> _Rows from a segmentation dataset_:
════════════════
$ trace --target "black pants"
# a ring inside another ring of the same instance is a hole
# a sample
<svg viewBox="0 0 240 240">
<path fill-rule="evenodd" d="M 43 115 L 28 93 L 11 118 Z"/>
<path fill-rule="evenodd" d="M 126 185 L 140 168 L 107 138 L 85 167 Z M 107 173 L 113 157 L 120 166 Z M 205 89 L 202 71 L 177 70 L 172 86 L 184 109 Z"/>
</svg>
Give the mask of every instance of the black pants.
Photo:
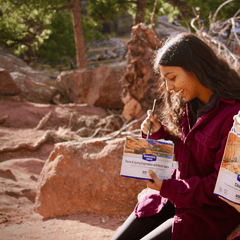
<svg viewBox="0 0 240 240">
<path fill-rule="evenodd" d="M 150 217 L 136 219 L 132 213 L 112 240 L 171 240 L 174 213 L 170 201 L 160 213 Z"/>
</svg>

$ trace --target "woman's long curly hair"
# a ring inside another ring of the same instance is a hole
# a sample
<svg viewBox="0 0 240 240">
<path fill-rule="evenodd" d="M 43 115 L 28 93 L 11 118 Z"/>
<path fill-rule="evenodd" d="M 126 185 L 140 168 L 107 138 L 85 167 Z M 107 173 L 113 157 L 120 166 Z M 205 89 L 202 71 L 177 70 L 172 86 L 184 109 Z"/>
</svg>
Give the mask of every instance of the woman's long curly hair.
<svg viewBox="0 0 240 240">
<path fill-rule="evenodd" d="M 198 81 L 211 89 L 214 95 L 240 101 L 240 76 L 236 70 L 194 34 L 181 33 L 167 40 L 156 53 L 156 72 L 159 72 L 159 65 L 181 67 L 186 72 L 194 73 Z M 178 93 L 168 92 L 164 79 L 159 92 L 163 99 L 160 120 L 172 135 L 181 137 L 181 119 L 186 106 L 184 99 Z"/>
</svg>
════════════════
> _REQUEST_:
Duplicate all of the lines above exactly, character for character. Leave the pictures out of your copy.

> _ANSWER BELOW_:
$ trace --target "black pants"
# a ring inside another ring of the same instance is a hole
# a sample
<svg viewBox="0 0 240 240">
<path fill-rule="evenodd" d="M 43 115 L 28 93 L 11 118 Z"/>
<path fill-rule="evenodd" d="M 126 185 L 140 168 L 107 138 L 85 167 Z M 107 173 L 113 157 L 120 166 Z M 205 89 L 202 71 L 177 70 L 172 86 L 184 109 Z"/>
</svg>
Give the mask of every instance of the black pants.
Photo:
<svg viewBox="0 0 240 240">
<path fill-rule="evenodd" d="M 150 217 L 136 219 L 132 213 L 112 240 L 171 240 L 174 213 L 170 201 L 160 213 Z"/>
</svg>

$ trace --target "woman's long curly hair"
# a ring inside another ring of the same instance is a hole
# a sample
<svg viewBox="0 0 240 240">
<path fill-rule="evenodd" d="M 43 115 L 28 93 L 11 118 Z"/>
<path fill-rule="evenodd" d="M 126 185 L 140 168 L 107 138 L 85 167 Z M 107 173 L 113 157 L 120 166 Z M 205 89 L 202 71 L 177 70 L 172 86 L 184 109 Z"/>
</svg>
Give the mask of every instance of the woman's long curly hair.
<svg viewBox="0 0 240 240">
<path fill-rule="evenodd" d="M 198 81 L 211 89 L 214 95 L 240 101 L 240 76 L 236 70 L 194 34 L 181 33 L 167 40 L 156 53 L 156 72 L 159 72 L 159 65 L 181 67 L 186 72 L 194 73 Z M 178 93 L 168 92 L 164 79 L 159 92 L 163 99 L 160 120 L 172 135 L 181 137 L 181 119 L 186 106 L 184 99 Z"/>
</svg>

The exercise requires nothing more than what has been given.